*EXERCISE MATERIALS*.

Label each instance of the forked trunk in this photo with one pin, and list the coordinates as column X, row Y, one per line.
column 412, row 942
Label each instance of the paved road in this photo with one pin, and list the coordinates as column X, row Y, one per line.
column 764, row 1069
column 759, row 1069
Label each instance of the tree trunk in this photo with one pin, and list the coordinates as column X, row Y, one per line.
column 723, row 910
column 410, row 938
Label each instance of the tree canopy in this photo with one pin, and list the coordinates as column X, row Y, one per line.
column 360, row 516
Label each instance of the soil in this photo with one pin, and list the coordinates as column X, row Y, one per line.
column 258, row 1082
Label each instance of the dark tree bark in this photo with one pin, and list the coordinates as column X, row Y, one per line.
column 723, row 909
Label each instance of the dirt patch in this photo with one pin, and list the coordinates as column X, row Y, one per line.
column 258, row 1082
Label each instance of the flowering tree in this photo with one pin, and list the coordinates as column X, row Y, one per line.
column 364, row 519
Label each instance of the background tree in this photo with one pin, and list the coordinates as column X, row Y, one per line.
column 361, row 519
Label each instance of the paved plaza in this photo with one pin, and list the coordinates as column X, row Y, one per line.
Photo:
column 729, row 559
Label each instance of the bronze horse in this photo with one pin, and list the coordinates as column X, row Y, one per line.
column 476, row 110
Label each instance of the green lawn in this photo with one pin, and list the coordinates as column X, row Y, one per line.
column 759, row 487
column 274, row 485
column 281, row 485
==
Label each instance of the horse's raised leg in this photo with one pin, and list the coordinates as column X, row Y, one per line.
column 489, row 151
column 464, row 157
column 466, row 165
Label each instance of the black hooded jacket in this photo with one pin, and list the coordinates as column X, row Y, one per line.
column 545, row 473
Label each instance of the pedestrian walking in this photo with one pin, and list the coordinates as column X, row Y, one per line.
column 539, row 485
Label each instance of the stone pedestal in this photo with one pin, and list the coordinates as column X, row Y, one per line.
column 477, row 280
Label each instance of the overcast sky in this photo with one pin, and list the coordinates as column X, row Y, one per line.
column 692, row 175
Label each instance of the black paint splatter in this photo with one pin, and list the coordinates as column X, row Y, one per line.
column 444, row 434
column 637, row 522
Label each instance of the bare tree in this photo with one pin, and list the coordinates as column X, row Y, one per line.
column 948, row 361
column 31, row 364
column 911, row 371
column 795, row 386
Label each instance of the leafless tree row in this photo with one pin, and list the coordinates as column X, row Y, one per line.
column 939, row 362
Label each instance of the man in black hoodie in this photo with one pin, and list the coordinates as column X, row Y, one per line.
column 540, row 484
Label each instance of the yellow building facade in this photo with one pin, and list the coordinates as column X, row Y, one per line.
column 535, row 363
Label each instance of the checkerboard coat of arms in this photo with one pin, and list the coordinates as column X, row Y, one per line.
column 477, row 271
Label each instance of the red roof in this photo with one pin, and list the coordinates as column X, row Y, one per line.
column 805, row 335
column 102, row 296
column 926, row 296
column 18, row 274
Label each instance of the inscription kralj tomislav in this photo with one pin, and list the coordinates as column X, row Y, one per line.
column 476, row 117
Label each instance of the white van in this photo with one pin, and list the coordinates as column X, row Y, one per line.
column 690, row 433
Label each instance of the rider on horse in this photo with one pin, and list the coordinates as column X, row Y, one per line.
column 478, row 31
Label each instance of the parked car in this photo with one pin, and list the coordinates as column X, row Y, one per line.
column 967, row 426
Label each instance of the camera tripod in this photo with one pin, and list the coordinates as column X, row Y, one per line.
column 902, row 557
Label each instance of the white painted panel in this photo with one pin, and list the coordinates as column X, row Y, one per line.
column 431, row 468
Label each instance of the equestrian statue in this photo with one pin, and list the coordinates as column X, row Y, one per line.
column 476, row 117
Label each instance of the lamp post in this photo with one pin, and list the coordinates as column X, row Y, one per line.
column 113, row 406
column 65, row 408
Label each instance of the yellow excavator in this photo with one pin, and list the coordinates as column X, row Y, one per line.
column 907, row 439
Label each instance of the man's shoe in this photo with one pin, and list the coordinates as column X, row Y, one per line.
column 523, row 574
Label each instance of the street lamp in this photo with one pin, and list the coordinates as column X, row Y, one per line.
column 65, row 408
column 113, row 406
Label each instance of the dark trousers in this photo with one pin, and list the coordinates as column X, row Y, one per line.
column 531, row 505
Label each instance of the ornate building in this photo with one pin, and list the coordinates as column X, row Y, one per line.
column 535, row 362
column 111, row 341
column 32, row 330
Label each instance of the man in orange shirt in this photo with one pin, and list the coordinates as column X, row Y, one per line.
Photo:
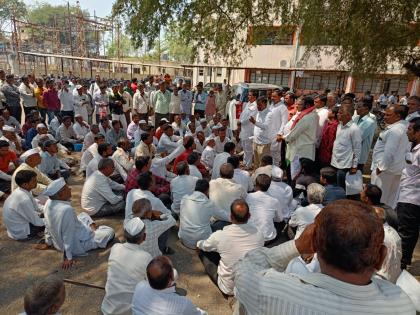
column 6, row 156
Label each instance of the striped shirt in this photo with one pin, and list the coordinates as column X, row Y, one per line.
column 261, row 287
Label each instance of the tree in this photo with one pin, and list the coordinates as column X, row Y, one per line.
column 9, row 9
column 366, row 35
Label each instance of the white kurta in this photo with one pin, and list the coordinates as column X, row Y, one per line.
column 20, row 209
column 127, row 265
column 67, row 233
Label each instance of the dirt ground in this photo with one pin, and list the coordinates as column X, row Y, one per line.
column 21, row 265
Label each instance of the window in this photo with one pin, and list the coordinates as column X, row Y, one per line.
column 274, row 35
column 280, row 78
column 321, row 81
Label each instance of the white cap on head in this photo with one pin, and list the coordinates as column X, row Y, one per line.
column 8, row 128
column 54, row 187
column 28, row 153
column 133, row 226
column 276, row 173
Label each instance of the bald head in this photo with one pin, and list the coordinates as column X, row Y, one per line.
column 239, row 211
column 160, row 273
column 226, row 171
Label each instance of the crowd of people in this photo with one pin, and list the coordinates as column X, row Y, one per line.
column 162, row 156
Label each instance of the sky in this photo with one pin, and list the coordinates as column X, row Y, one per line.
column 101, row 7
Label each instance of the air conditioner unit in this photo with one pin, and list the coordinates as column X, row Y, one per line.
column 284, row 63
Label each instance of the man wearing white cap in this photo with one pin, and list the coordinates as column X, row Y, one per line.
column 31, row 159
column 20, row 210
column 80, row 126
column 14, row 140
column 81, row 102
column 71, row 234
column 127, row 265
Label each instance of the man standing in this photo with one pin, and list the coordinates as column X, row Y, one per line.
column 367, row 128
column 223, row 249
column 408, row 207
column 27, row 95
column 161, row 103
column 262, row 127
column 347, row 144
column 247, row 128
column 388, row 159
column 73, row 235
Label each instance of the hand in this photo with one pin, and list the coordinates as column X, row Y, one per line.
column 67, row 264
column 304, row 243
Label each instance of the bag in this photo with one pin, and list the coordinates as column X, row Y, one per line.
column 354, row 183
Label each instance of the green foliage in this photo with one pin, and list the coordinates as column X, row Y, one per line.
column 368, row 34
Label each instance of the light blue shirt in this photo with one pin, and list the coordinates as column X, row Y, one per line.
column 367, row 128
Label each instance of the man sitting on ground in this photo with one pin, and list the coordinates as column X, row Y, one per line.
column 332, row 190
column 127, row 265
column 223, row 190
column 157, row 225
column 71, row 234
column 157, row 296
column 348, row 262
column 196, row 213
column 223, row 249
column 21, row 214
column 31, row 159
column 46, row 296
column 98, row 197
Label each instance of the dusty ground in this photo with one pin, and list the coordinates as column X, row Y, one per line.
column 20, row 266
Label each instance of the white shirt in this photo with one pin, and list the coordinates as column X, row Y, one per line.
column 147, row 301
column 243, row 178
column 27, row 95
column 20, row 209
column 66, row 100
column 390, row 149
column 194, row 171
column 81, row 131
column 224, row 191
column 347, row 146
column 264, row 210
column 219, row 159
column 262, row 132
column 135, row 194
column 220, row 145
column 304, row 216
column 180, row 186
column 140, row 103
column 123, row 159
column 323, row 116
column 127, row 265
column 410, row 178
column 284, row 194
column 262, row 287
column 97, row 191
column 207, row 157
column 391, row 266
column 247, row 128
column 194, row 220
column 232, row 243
---
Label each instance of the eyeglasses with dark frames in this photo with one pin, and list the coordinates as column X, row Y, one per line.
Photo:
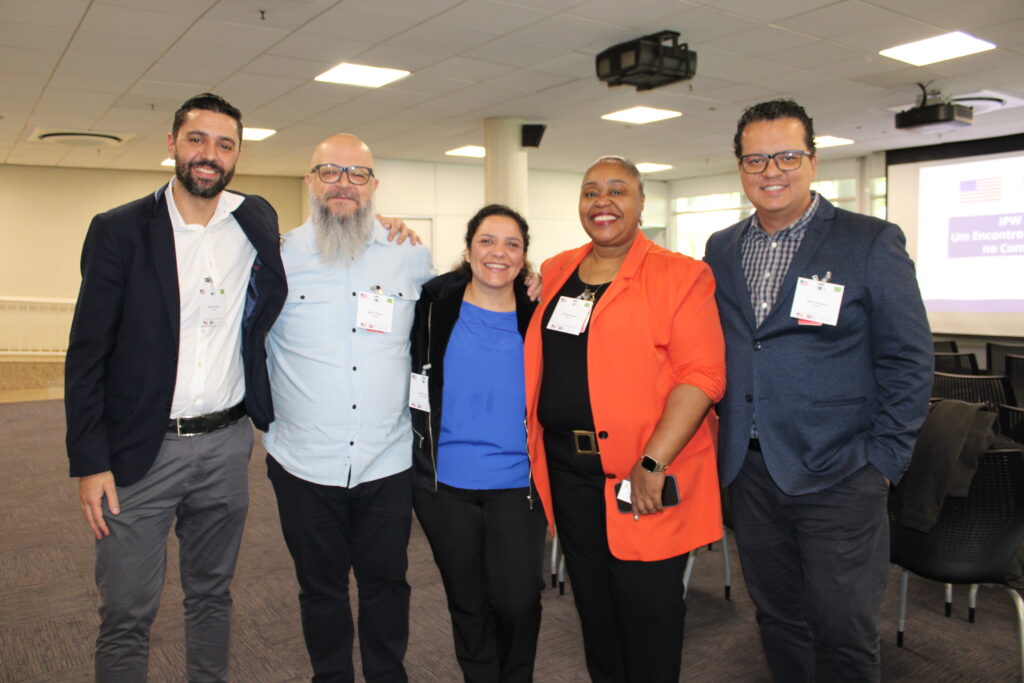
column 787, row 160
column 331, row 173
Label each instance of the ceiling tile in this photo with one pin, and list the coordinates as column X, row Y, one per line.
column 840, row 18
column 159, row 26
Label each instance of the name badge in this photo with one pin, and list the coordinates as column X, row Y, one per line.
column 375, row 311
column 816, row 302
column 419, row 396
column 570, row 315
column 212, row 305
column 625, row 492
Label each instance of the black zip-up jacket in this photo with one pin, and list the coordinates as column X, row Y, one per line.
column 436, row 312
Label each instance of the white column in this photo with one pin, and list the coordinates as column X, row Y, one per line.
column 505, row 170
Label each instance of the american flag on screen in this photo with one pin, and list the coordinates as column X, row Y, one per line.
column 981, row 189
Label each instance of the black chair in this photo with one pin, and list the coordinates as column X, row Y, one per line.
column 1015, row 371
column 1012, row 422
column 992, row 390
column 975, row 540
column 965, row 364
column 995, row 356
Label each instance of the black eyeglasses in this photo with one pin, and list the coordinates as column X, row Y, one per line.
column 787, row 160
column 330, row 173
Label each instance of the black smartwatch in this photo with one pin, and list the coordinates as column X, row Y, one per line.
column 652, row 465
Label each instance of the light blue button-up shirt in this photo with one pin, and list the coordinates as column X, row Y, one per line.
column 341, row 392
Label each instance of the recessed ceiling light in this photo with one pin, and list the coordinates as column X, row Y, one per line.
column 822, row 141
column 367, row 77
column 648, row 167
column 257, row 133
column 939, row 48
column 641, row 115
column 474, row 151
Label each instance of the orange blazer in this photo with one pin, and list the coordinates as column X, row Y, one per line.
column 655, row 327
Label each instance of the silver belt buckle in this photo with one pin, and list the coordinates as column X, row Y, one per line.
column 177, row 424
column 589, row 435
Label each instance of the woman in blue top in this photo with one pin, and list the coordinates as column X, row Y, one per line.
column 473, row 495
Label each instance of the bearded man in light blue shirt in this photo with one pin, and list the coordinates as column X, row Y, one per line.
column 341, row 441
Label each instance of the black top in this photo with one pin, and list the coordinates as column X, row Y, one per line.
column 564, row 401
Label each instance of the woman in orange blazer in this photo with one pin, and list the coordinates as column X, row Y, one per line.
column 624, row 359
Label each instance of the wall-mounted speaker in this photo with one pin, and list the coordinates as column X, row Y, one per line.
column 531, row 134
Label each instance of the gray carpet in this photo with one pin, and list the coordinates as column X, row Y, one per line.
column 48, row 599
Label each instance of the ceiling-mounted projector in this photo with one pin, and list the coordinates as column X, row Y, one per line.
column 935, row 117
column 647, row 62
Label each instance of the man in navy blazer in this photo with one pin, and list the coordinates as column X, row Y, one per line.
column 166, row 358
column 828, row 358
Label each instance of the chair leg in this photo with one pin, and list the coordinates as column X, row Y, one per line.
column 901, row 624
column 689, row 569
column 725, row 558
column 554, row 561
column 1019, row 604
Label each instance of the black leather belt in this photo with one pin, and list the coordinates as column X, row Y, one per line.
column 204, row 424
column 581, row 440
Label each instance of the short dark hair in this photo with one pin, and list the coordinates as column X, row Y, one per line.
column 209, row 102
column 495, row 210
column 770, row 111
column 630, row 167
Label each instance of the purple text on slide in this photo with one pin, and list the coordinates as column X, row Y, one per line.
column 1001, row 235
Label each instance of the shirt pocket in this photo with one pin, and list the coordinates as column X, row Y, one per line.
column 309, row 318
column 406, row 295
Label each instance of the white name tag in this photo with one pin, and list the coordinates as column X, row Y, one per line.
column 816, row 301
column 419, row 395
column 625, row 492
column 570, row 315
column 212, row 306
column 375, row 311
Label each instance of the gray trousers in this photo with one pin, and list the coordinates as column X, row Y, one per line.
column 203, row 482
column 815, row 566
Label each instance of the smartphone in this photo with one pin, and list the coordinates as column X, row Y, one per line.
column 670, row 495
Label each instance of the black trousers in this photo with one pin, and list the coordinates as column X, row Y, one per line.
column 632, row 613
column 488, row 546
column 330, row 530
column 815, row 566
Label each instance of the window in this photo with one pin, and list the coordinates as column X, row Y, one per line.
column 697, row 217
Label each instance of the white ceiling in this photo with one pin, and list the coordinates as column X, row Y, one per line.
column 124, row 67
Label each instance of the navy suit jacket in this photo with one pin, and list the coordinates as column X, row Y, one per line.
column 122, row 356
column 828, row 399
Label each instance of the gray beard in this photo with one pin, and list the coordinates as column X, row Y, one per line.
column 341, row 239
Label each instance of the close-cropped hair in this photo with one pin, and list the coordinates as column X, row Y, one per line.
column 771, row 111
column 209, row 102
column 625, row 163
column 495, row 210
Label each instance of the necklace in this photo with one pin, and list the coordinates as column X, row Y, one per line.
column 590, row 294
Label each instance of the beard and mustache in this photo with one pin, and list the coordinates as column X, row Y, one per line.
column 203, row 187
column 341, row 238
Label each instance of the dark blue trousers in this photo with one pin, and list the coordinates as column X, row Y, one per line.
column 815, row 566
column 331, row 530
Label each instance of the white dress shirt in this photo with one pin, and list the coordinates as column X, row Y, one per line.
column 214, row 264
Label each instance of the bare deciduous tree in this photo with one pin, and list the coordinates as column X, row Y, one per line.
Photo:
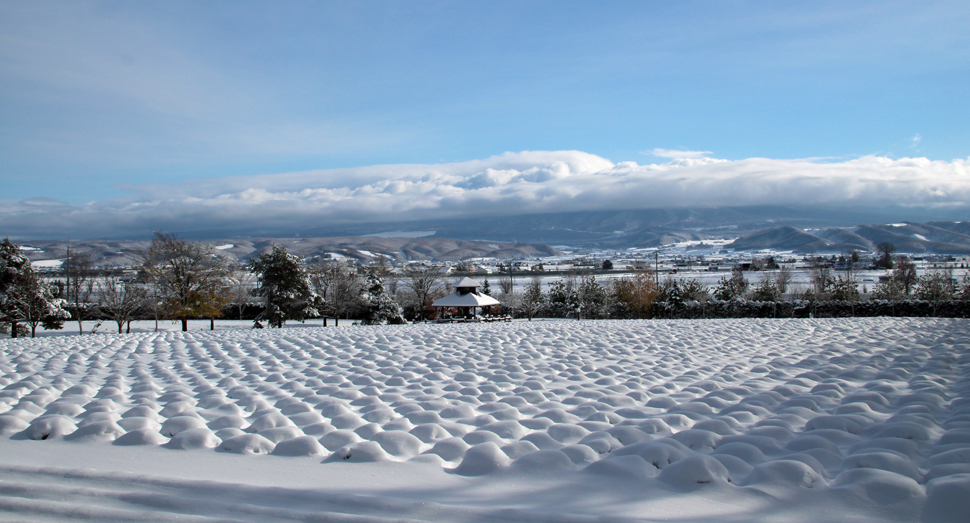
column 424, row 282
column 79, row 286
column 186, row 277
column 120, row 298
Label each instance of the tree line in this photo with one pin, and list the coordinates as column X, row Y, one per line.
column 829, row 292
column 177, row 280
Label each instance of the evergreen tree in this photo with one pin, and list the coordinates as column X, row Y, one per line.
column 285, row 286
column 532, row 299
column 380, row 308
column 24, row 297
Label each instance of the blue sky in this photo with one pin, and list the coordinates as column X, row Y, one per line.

*THE TASK*. Write out the part of the listing that opens with the line containing "Label each instance of the forked" and closes with the line containing "column 723, row 909", with "coordinates" changed to "positions" and all else left as it is.

*SOLUTION FOR THIS PROBLEM*.
Label each instance of the forked trunk in this photo with one pin, and list the positions as column X, row Y, one per line.
column 412, row 942
Label each instance of the paved road in this photo with one pin, and list the positions as column X, row Y, one per line.
column 764, row 1069
column 759, row 1069
Label each instance of the tree trunk in this photo with one pin, and list the positions as column X, row Y, one per line.
column 723, row 910
column 410, row 938
Label each instance of the tree canopy in this photo with one pin, and list the positions as column X, row Y, one per line.
column 360, row 516
Label each instance of the soil in this photo with one pin, and list the positions as column X, row Y, one per line.
column 258, row 1082
Label each instance of the dark tree bark in this photo with one pin, and list the positions as column X, row Y, one per line.
column 723, row 909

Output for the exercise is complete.